Приведённый фрагмент ▸
=======
Я не люблю об этом думать и кого-то критиковать. Просто говорю, что надо понимать, что театр – это отражение нашего времени, и через то, что происходит в театре, можно понять, что происходит в нашей жизни. Пусть будет всякое. Всем хватит места под солнцем.
Как вы считаете, театр должен чему-то учить зрителя?
Обязательно. Для меня во всяком случае. Я люблю, когда режиссер понимает, почему он об этом говорит и что он этим хочет сказать. Это такая миссия: мы должны помочь людям стать лучше. Именно поэтому надо делать спектакли и только по этой причине. Если есть другая причина, то надо играть у себя на кухне, показывать спектакли маме.
А на ваш взгляд, о чем должен быть театр?
Театр должен рассказывать o людях и об их судьбах. Об отношениях между мужчиной и женщиной. Режиссер – такая профессия, когда ты должен опережать время. Не отражать, а опережать. У меня все спектакли о любви. Мы все переживаем очень большую нехватку любви. В этом тоже отчасти виновато время. Например, сейчас мальчиков и девочек учат, по сути, продавать себя, объясняют, как для этого надо выглядеть, что говорить, но не развивают их духовный мир, культуру общения между мужчиной и женщиной. Но в итоге, жить они будут не с картинкой, а с духом человека. На это внимание никто не обращает, поэтому столько сломанных отношений, судеб. Создают семью две «картинки», через время вылезает их собственное пустое «я», и общий домик рушится. Нас не учат ни общаться, ни любить, ни отдавать, ни понимать, что такое любовь. Я понимаю, трудно о чувствах говорить, но надо о них говорить! Может быть, человек со временем, с опытом может сам что-то понять, переоценить. Но чаще всего бывает уже поздно, просто поздно. Мы не умеем ни построить отношения, ни сохранить их, ни выразить любовь. Мы все очень закрытые. Мне кажется, это не хорошо по отношению к самому человеку.
=======
Исходные записи ▸
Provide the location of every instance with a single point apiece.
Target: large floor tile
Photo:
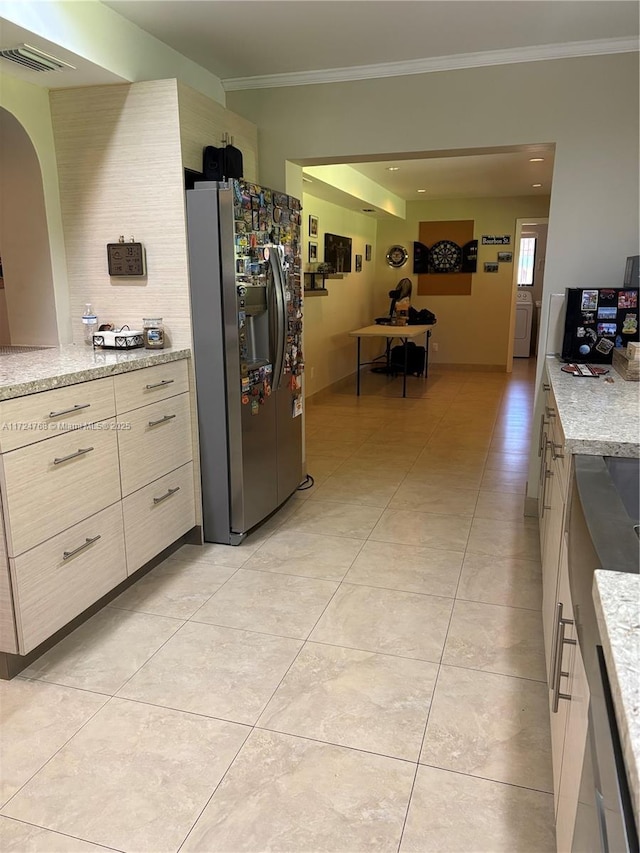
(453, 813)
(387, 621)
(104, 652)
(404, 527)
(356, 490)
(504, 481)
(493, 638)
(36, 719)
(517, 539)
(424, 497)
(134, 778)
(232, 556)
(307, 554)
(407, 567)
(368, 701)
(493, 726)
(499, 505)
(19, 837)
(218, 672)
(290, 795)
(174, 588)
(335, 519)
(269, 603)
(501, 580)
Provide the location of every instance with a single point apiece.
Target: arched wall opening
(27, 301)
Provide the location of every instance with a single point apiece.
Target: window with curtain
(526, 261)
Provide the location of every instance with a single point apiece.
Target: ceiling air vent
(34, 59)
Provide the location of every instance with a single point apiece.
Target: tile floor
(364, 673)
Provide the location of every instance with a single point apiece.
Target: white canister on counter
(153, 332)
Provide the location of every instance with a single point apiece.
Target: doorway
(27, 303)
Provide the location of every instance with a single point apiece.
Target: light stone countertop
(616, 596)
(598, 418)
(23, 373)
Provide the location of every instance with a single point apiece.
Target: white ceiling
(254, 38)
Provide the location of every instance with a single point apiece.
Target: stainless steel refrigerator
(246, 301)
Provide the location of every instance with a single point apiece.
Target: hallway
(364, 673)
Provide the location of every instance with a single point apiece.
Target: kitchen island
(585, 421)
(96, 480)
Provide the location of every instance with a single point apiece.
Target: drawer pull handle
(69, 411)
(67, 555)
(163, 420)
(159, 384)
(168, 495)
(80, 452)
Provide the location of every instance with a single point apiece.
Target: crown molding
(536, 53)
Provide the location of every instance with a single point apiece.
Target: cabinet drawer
=======
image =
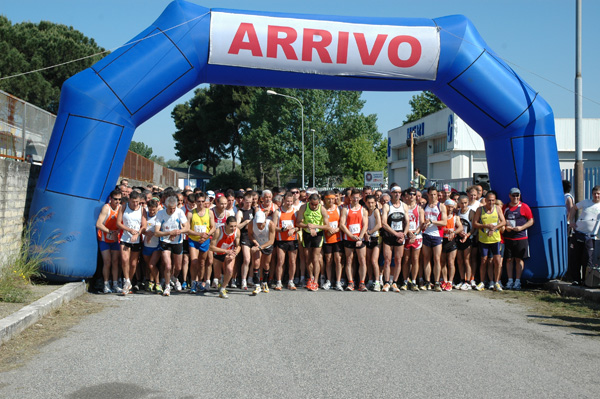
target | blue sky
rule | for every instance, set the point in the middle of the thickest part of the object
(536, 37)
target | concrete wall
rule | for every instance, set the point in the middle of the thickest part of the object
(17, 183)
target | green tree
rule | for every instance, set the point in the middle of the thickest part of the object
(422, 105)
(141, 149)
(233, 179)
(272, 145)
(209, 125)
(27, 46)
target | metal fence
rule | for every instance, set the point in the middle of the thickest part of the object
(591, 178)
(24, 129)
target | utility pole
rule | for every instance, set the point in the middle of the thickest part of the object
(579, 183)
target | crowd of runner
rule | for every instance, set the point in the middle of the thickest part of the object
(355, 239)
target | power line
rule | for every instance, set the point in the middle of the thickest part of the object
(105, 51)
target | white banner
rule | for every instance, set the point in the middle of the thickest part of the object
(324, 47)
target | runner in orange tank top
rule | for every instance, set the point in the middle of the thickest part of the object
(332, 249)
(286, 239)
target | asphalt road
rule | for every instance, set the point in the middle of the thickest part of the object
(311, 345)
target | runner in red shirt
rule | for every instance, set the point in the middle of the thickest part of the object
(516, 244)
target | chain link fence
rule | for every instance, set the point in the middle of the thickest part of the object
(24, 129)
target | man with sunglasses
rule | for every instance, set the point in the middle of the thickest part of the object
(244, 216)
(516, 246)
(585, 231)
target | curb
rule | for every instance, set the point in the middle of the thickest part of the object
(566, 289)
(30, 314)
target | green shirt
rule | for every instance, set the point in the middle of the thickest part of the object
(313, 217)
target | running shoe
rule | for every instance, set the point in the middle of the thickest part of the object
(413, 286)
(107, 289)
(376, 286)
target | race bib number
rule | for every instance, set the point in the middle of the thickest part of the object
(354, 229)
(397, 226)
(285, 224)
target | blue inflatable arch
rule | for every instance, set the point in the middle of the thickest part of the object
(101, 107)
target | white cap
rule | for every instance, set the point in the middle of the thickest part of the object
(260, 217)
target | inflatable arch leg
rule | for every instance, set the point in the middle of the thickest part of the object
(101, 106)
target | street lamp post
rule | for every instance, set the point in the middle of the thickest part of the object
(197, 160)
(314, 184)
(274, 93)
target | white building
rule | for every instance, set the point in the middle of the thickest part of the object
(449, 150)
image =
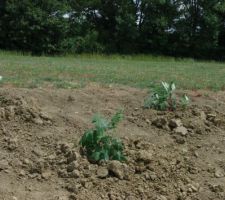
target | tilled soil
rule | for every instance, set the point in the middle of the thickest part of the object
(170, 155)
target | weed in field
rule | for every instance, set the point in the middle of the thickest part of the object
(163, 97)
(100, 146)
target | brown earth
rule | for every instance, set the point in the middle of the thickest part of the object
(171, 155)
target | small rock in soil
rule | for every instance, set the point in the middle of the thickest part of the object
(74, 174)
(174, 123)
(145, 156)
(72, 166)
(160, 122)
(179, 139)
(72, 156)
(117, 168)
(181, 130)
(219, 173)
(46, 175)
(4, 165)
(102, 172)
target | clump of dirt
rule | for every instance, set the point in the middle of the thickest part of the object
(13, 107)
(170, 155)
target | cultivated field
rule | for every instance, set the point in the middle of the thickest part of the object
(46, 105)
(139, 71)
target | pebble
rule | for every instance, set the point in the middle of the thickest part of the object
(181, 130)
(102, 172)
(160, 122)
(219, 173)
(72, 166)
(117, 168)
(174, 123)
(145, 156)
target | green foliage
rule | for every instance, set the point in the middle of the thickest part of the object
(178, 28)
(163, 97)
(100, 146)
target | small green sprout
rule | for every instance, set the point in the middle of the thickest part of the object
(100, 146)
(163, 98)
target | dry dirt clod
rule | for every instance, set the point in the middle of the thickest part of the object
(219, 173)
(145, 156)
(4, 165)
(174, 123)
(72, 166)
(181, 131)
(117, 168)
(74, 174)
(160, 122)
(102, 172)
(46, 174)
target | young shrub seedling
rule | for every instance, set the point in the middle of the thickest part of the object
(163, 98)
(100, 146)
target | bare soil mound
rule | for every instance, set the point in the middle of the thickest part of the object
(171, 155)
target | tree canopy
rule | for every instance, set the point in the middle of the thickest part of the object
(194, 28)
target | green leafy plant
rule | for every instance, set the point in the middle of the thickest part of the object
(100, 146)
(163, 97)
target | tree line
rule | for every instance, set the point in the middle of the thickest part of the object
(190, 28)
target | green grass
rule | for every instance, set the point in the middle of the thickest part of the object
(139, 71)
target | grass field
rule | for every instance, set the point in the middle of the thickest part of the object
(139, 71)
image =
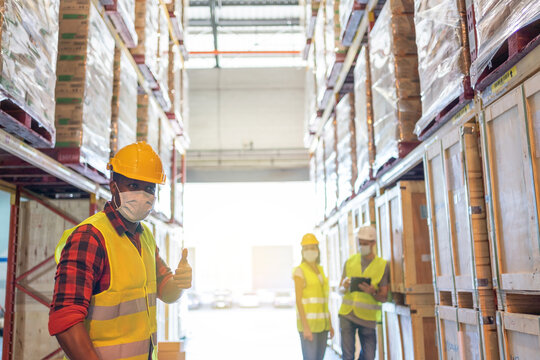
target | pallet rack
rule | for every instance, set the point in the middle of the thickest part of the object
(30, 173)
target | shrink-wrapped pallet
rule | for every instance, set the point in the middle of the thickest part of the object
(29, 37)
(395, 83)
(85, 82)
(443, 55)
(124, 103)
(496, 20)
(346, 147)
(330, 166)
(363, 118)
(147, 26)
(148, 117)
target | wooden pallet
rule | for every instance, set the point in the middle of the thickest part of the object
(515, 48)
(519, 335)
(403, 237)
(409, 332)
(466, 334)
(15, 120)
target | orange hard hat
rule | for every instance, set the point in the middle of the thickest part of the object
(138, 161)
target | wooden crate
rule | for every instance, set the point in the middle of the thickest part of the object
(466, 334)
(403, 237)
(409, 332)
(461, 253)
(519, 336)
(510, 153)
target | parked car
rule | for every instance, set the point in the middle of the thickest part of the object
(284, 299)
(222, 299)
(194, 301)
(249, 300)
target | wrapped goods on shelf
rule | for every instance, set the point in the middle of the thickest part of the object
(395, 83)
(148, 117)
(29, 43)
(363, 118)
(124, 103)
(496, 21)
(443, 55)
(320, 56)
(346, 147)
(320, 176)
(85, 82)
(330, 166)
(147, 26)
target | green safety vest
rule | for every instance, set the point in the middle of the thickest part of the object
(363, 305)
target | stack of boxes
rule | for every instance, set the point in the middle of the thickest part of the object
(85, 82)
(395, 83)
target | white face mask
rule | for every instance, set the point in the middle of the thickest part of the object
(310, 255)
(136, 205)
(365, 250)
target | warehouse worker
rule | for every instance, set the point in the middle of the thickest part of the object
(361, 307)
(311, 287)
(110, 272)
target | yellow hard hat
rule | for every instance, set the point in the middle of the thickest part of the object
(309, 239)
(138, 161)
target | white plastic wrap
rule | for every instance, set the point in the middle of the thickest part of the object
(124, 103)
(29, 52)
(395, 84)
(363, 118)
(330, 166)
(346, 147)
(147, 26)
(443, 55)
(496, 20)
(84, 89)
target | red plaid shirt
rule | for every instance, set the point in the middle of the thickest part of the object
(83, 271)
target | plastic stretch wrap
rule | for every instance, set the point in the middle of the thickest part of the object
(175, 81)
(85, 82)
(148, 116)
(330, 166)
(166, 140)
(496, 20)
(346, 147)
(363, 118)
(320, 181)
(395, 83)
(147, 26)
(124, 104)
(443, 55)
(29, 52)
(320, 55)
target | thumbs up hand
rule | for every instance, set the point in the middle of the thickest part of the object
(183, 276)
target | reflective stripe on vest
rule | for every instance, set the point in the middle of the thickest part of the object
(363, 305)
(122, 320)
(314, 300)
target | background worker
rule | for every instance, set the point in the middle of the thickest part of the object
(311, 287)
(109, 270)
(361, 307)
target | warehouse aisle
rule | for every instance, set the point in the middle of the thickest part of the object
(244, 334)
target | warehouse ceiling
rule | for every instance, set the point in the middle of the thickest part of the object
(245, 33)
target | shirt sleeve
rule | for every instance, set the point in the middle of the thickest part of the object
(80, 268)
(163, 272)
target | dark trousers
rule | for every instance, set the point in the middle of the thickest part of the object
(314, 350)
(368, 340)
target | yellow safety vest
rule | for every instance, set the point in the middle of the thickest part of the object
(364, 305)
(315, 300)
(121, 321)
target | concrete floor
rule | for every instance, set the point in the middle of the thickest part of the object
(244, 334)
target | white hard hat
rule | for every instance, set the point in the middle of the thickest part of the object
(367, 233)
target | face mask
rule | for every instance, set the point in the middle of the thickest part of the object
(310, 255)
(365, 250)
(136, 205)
=======
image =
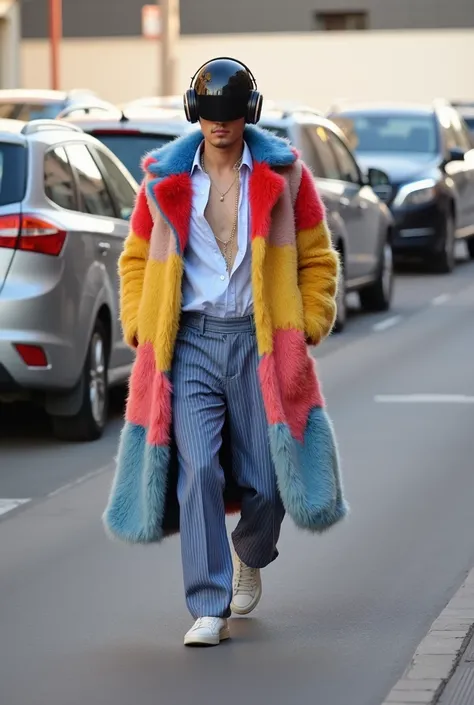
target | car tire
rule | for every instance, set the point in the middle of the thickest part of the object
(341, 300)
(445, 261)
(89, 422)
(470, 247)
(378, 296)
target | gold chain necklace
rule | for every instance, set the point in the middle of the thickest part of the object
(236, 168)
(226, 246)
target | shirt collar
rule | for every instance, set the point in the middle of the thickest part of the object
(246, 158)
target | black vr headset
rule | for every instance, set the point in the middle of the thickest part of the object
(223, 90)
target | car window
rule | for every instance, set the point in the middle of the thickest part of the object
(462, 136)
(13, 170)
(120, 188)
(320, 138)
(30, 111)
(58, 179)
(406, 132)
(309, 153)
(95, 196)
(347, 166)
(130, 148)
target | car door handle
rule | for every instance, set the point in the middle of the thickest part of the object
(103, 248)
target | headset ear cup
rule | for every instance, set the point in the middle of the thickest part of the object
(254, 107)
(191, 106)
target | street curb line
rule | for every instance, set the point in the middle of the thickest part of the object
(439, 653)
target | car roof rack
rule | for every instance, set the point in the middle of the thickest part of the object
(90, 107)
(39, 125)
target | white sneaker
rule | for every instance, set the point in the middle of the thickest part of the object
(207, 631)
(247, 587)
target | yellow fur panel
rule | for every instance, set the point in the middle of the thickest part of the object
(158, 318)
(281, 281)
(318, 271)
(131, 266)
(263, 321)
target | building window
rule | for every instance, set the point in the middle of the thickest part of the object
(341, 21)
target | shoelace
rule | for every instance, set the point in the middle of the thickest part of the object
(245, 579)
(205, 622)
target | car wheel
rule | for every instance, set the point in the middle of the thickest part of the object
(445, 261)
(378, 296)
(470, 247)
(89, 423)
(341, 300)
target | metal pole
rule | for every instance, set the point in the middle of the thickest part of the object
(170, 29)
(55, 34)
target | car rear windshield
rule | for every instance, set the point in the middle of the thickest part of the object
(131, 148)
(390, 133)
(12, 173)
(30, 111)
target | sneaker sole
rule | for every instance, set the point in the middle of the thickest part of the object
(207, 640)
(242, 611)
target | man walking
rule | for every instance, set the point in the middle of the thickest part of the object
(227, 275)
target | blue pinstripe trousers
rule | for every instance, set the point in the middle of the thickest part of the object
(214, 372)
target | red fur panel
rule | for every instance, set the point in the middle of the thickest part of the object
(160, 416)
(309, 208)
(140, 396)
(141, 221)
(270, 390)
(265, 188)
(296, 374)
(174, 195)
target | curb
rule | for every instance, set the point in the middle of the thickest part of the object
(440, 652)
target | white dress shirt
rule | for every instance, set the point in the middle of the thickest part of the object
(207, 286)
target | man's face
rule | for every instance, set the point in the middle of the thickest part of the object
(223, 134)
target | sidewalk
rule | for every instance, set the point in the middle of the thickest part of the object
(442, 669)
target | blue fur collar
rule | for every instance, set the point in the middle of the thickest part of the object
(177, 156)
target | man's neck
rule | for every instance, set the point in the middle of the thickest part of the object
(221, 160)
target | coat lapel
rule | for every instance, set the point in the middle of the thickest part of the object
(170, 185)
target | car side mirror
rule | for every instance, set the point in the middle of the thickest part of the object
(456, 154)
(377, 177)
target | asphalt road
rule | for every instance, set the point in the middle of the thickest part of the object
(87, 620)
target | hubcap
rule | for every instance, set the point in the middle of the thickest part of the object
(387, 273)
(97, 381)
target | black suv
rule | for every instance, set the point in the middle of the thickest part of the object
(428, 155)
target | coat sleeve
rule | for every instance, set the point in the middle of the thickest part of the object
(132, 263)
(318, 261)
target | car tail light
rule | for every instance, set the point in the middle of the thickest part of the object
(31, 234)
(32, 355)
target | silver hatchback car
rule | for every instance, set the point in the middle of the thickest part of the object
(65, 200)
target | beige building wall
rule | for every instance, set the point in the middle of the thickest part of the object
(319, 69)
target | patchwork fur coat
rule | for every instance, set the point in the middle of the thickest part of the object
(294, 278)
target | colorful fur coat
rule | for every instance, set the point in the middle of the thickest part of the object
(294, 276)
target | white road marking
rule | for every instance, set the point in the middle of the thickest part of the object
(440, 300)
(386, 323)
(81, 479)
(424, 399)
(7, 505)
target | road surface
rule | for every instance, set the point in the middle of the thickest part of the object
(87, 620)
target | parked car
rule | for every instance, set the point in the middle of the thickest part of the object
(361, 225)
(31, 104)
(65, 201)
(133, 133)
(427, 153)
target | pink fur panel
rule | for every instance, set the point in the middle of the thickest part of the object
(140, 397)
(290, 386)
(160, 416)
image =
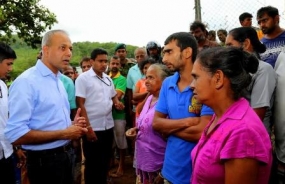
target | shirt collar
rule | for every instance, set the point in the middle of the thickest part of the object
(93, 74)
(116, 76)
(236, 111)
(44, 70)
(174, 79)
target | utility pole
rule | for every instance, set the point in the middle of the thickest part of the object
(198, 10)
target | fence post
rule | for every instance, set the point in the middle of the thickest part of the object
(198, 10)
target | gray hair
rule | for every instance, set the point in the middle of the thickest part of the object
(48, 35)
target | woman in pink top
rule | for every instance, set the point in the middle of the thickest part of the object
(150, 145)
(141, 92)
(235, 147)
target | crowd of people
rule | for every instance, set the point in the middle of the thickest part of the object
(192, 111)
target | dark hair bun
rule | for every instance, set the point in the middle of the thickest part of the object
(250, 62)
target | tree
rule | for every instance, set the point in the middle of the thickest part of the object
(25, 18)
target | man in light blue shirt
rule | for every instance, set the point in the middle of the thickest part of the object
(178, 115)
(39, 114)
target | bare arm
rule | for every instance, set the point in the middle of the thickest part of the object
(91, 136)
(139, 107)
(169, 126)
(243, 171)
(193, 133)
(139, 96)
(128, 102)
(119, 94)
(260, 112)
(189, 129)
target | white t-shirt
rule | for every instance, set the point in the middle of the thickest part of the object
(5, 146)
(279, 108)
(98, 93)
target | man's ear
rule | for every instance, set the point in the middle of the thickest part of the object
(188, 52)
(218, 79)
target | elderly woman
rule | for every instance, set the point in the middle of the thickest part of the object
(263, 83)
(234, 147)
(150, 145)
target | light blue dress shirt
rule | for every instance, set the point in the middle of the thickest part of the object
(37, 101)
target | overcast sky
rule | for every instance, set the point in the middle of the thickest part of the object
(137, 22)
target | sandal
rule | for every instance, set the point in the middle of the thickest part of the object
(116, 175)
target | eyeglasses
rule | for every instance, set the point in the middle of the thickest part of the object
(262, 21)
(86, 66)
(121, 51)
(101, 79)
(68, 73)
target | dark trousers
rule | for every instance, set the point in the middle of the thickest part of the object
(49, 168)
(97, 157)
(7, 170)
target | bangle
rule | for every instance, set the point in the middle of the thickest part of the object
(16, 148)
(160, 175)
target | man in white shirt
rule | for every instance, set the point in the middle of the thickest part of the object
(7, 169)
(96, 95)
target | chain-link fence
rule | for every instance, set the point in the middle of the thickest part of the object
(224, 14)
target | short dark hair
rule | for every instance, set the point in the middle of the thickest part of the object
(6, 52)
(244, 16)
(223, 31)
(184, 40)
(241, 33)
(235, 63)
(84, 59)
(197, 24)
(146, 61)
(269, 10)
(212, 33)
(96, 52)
=======
Что нужно сделать ▸
(A) Перечислите все строки записей, где встречается слово «coat».
(B) Подхватите интервью о театре и продолжите его сразу после последнего приведённого предложения.

Ответы к заданиям ▸
(A)
target | coat lapel
target | coat sleeve
target | patchwork fur coat
target | colorful fur coat

(B)
В театре мы должны отражать отношения. В каждой пьесе, в каждом сюжете, который является классикой, есть мораль. И только классика актуальна, все остальное в современной литературе чаще всего только вариации или эксцентричные выходки. Мы и теперь существуем в схемах, которые описаны в классических сюжетах. И исход судеб людей будет всегда один и тот же. Все самому о себе можно предвидеть, понять, в какую из схем ты сам попал.
Неужели время не накладывает свой отпечаток на эти схемы?
Думаю, что нет. Все повторяется. У всех все одно и то же в жизни.
Сейчас у вас в планах «Отелло». Как и «Кармен», такой спектакль уже был в вашей режиссерской биографии. Почему вы решили взяться за него снова?
Мне жалко этого спектакля, он прошел только десять раз. В Литве за него я получила все возможные премии, мой Яго уехал работать в Китай, и жизнь спектакля закончилась, не начавшись.
Это будет совершенно новый спектакль или вы будете повторять прежний рисунок?
Я же меняюсь каждый год. Как я могу делать то же самое? Нет, не могу. Я чувствую, что тогда недоделала, недосказала. С этим жить трудно. Хочется отдать до конца дань этой теме и этому спектаклю. И потом я хочу исправить свои ошибки. Я это не называю повтором ни в коем случае, потому что это лично для меня не повтор.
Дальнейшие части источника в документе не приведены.